= Textabschnitt =
•••

Mit zahlreichen Baustellen sehen sich die Landkreise auch beim Deutschlandticket konfrontiert. Sowohl bei der Einnahmeaufteilung als auch beim Defizitausgleich gehe es nicht voran und es müsse weiterhin auf Sicht gefahren werden. Wie das endgültige Finanzierungssystem aussieht, sei ebenfalls unklar. Präsident Sager zufolge „ist das für die Kunden, die kommunalen Aufgabenträger und die Verkehrsunternehmen ein unzumutbarer Zustand, der schleunigst beendet werden muss. Wir brauchen einen verlässlichen und auf Dauer angelegten Rechtsrahmen, der die deutschlandweite Anwendbarkeit des Tickets sicherstellt und Planungssicherheit schafft. Das gilt insbesondere für die finanziellen Fragen.“
Nachdem das Deutschlandticket zum 1.5.2023 gestartet ist, sei es weiterhin in seinen wesentlichen Bestandteilen ein Provisorium. „Bei der Aufteilung der Einnahmen des Tickets verharren wir immer noch in der ersten Stufe, bei der jeder seine jeweiligen Erlöse behält. Das ist kein Dauerkonstrukt, sondern muss erst noch ein belastbares System werden. Bislang sind die damit einhergehenden Verwerfungen vor Ort noch nicht spürbar, aber künftig werden auf diese Weise die Anreize gehemmt, den ÖPNV weiter auszubauen, da die Einnahmen nicht vor Ort bleiben“, stellte Sager fest und forderte, umgehend in die zweite Stufe der Einnahmeaufteilung nach Postleitzahlen einzusteigen.

•••

Gesammelte Daten:
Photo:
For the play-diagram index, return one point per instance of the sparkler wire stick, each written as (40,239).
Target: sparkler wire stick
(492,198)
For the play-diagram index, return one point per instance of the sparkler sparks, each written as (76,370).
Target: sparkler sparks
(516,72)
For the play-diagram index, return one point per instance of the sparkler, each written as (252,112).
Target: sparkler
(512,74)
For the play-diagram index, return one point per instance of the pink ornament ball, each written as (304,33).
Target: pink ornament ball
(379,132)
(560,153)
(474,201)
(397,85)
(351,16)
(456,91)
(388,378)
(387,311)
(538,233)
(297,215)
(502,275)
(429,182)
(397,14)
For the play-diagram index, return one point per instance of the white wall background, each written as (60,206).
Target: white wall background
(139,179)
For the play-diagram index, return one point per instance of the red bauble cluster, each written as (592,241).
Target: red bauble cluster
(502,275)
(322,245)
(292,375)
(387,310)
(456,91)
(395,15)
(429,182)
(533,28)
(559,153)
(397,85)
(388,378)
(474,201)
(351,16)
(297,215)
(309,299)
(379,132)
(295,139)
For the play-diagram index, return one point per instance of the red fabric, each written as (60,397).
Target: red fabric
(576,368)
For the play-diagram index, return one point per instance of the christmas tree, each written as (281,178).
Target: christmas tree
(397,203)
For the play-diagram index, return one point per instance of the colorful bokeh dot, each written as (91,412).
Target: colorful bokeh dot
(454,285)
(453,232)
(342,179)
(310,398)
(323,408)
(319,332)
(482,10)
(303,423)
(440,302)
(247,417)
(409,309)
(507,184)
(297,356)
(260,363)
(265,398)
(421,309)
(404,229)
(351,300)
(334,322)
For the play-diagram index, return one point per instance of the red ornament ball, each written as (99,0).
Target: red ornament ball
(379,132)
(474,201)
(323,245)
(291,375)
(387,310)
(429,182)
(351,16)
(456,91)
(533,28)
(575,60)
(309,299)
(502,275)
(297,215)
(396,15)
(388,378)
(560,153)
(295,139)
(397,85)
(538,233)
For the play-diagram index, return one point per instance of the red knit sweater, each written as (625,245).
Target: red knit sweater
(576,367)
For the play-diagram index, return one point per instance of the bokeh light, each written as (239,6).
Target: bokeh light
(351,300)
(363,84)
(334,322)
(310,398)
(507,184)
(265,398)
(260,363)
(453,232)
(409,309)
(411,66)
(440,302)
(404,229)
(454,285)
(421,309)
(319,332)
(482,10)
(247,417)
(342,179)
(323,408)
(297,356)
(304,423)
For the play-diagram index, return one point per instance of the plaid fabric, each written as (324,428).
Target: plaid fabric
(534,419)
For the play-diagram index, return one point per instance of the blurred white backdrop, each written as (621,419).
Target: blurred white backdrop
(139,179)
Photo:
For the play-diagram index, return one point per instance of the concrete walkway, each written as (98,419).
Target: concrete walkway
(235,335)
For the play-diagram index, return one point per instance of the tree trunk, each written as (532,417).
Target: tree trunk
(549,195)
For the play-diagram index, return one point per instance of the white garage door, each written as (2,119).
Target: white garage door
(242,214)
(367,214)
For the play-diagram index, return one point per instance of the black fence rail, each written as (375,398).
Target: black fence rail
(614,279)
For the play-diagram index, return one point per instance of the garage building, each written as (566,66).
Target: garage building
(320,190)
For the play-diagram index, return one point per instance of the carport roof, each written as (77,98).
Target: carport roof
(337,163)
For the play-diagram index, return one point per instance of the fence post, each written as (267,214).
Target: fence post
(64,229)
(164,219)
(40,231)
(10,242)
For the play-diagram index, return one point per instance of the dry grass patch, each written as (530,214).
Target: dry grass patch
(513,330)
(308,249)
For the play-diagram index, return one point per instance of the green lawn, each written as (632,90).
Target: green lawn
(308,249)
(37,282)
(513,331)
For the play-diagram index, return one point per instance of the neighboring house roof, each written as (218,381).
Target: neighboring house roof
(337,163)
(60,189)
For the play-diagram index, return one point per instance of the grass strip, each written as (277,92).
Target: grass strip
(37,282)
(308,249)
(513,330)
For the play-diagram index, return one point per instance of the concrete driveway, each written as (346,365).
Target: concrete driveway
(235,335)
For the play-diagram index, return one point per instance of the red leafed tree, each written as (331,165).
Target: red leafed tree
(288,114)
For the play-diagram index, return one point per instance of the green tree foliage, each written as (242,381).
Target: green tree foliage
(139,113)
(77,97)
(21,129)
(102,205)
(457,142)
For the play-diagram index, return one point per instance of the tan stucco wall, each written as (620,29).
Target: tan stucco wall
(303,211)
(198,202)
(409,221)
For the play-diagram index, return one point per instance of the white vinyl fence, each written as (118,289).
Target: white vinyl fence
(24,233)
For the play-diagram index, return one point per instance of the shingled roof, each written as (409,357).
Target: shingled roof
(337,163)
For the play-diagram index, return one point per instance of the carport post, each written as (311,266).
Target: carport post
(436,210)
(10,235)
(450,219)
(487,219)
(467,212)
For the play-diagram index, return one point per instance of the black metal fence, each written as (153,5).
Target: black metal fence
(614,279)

•••

= Arbeitsauftrag A =
Gib an, zu welchem Datum das Deutschlandticket laut dem Textabschnitt über das Deutschlandticket gestartet ist.
= Arbeitsauftrag B =
Nenne alle Gruppen, für die der derzeitige Zustand nach Sagers Aussage im Textabschnitt über das Deutschlandticket unzumutbar ist.
= Arbeitsauftrag C =
Setze den Textabschnitt über das Deutschlandticket im Anschluss an seinen letzten Satz fort.
Die Zeilen sind eigenständiges Material und gehören nicht zum Textabschnitt über das Deutschlandticket.

= Antwort A =
Zum 1.5.2023.

= Antwort B =
Die Kunden, die kommunalen Aufgabenträger und die Verkehrsunternehmen.

= Antwort C =
Auch der Defizitausgleich, der bei dem auf 49 Euro begrenzten Preis an Bedeutung gewinnt, sei trotz vieler Bund-Länder-Gespräche eine weiterhin ungelöste Frage. Gesetzlich geregelt sei bislang nur, dass Bund und Länder bis 2026 jeweils 1,5 Mrd. Euro pro Jahr für den Ausgleich der Mindereinnahmen bereitstellen. Lediglich für 2023 bestand eine Nachschusszusage.
„Weil das Ticket erst mitten im Jahr gestartet ist, hatten wir 2023 noch kein Finanzierungsproblem. Deshalb konnte auch im laufenden Jahr bislang auf eine Tarifanpassung verzichtet werden. Voraussetzung ist allerdings, dass die Restmittel aus 2023 für 2024 zusätzlich bereitgestellt werden, wofür die gesetzliche Grundlage nun zügig geschaffen werden muss.“
Für 2025 und darüber hinaus sei die Situation vollständig ungeklärt. „Das Risiko liegt nach derzeitiger Rechtslage damit weiterhin allein bei den kommunalen Aufgabenträgern. Denn infolge ihrer Tarifvorgabe gegenüber den Verkehrsunternehmen sind sie in vollem Umfang ausgleichspflichtig und können sich insoweit nicht auf einen Haushaltsvorbehalt berufen. Der einzige Ausweg aus kommunaler Sicht ist daher ein gesetzlicher Anwendungsbefehl in den ÖPNV-Gesetzen der Länder, aufgrund dessen die Länder den Aufgabenträgern gegenüber zum Ausgleich verpflichtet werden“, so Sager. Kommt dieser nicht, sei eine dauerhafte Teilnahme aller kommunalen Aufgabenträger an dem Deutschlandticket keinesfalls sichergestellt.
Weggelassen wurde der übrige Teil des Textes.